:: GIVEN TEXT ::
>>>>

Compositional
characteristics of carbonatite magmas from the Bolshetagninskii Massif,
Eastern Sayan
Andreeva
I.A., Kovalenko V.I.
The Bol'shaya Tagna Íassif is situated in the eastern Sayan province of
alkaline ultrabasic rocks and carbonatites. This massif is a rounded and
concentrically zonal-ring complex structure (4 km in diameter) that
demonstrates the consecutive formation of ijolite-melteigite, nepheline and
subalkali syenite (microclinite), picritic porphyritic rock, and carbonatite
rocks. The abundance of syenites and microclinites and the intense development
of fluorite mineralization related to the formation of carbonatite rocks are
distinguishing features of this massif. Three types of fluorite carbonatites
are recognized: (1) fine-grained calcite carbonatites with fine- and very
fine-crystalline fluorite, hematite, and apatite; (2) massive or banded ore
consisting of fluorite, calcite, K-feldspar, and aegirine (fluorite crystals
vary from fractions of millimeter to 1 cm in size); and (3)

<<<<

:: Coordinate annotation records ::
>>>>

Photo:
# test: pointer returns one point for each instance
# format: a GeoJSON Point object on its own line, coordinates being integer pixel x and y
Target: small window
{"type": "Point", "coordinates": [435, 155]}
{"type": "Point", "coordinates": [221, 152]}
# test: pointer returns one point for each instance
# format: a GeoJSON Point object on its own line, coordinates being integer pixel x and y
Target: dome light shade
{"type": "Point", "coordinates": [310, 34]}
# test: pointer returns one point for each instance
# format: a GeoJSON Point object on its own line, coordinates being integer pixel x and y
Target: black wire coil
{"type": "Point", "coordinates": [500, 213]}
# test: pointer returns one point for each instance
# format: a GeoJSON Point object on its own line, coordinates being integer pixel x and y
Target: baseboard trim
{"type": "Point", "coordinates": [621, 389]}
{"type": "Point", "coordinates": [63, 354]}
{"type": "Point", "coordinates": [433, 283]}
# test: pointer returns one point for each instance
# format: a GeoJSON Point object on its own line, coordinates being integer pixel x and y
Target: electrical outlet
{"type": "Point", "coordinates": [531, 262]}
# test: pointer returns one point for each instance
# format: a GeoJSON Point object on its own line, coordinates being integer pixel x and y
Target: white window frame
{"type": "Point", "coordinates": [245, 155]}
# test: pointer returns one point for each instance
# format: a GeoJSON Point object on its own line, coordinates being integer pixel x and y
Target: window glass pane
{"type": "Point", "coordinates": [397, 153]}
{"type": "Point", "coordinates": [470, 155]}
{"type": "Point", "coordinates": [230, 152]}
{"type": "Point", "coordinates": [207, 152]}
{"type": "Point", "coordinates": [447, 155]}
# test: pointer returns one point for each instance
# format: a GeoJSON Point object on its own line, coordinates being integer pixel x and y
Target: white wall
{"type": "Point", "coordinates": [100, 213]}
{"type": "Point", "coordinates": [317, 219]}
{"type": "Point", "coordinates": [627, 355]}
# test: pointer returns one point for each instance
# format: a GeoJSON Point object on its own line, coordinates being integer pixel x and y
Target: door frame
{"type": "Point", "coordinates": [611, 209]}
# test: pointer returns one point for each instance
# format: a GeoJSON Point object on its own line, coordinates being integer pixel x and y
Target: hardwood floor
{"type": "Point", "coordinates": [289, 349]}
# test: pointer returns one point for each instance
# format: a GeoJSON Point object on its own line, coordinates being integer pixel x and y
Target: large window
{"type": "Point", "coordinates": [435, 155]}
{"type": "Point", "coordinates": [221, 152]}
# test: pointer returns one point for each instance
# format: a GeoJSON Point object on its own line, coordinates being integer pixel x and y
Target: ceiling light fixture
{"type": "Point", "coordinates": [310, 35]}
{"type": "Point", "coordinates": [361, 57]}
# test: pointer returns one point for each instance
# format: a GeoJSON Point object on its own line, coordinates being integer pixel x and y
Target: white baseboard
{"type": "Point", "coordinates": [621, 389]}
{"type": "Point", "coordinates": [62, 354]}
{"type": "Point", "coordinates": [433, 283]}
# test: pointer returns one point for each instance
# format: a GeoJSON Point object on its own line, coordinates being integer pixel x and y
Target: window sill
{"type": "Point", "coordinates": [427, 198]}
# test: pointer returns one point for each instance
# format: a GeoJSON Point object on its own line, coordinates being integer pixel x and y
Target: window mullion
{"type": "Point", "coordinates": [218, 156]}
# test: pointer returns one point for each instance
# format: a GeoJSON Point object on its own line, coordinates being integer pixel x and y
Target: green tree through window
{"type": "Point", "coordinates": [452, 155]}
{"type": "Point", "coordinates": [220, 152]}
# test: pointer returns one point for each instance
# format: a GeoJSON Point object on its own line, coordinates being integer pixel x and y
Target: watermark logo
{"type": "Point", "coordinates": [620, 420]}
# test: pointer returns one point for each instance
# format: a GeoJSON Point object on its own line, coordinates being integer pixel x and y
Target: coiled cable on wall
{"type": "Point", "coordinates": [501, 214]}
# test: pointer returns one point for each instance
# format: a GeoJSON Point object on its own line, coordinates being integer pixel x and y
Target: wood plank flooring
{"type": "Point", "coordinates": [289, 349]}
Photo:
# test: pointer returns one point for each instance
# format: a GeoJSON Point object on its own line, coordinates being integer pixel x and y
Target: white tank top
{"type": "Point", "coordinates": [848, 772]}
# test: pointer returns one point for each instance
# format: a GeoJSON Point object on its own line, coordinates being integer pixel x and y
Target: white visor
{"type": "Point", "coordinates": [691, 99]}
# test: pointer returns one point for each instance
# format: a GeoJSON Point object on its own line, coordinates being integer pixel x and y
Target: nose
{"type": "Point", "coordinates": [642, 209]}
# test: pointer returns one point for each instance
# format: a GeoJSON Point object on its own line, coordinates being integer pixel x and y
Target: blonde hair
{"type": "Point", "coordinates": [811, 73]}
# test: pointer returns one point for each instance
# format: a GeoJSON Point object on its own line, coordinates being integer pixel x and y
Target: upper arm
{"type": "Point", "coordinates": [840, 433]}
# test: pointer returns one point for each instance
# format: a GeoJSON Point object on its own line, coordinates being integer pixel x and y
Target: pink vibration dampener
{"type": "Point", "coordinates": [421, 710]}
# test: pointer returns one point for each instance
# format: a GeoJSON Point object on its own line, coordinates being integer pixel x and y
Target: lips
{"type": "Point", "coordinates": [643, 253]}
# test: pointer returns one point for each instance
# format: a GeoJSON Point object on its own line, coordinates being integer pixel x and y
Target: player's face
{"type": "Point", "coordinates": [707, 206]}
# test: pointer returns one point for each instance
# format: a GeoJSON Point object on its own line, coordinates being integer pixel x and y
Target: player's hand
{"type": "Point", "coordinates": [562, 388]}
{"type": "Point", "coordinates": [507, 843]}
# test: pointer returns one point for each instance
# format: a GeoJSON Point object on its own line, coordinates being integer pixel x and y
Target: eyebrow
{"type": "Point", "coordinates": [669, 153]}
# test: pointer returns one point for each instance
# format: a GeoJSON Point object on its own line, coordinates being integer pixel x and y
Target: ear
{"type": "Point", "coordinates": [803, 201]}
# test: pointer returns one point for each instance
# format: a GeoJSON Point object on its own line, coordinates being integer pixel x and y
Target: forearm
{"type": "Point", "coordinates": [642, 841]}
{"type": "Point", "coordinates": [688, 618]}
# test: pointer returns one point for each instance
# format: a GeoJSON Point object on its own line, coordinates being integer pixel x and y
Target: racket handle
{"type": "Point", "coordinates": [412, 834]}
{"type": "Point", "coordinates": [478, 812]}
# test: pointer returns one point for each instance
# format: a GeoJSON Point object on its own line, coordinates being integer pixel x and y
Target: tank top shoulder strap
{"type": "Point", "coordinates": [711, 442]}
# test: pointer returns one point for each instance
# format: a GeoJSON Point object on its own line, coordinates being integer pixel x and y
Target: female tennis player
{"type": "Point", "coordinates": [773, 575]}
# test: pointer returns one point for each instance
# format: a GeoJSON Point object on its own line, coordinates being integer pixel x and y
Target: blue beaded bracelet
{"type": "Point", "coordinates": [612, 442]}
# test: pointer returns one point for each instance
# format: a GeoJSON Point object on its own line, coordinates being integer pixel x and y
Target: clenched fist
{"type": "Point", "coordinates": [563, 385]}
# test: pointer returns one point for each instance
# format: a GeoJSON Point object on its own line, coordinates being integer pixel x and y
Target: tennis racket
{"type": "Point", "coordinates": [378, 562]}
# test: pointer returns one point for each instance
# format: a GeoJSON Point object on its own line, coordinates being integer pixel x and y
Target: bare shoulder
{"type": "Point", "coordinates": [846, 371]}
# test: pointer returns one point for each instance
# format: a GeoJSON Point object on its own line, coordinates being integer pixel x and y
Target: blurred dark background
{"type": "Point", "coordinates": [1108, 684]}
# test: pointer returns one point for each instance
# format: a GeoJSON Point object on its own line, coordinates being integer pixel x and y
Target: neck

<<<<

:: TASKS FOR THIS EXERCISE ::
1. Summarize the text on carbonatite magmas in two sentences.
2. Reproduce the passage of the text on carbonatite magmas starting at "The Bol'shaya Tagna" and ending at "size); and (3)".

:: WRITTEN ANSWERS ::
1. The Bol'shaya Tagna massif in the eastern Sayan province is a rounded, concentrically zonal-ring structure about 4 km in diameter. It shows the consecutive formation of ijolite-melteigite, nepheline and subalkali syenite, picritic porphyritic rock, and carbonatite rocks, and it is distinguished by abundant syenites and microclinites and by intense fluorite mineralization related to carbonatite formation, with three types of fluorite carbonatites recognized.

2.
The Bol'shaya Tagna Íassif is situated in the eastern Sayan province of
alkaline ultrabasic rocks and carbonatites. This massif is a rounded and
concentrically zonal-ring complex structure (4 km in diameter) that
demonstrates the consecutive formation of ijolite-melteigite, nepheline and
subalkali syenite (microclinite), picritic porphyritic rock, and carbonatite
rocks. The abundance of syenites and microclinites and the intense development
of fluorite mineralization related to the formation of carbonatite rocks are
distinguishing features of this massif. Three types of fluorite carbonatites
are recognized: (1) fine-grained calcite carbonatites with fine- and very
fine-crystalline fluorite, hematite, and apatite; (2) massive or banded ore
consisting of fluorite, calcite, K-feldspar, and aegirine (fluorite crystals
vary from fractions of millimeter to 1 cm in size); and (3)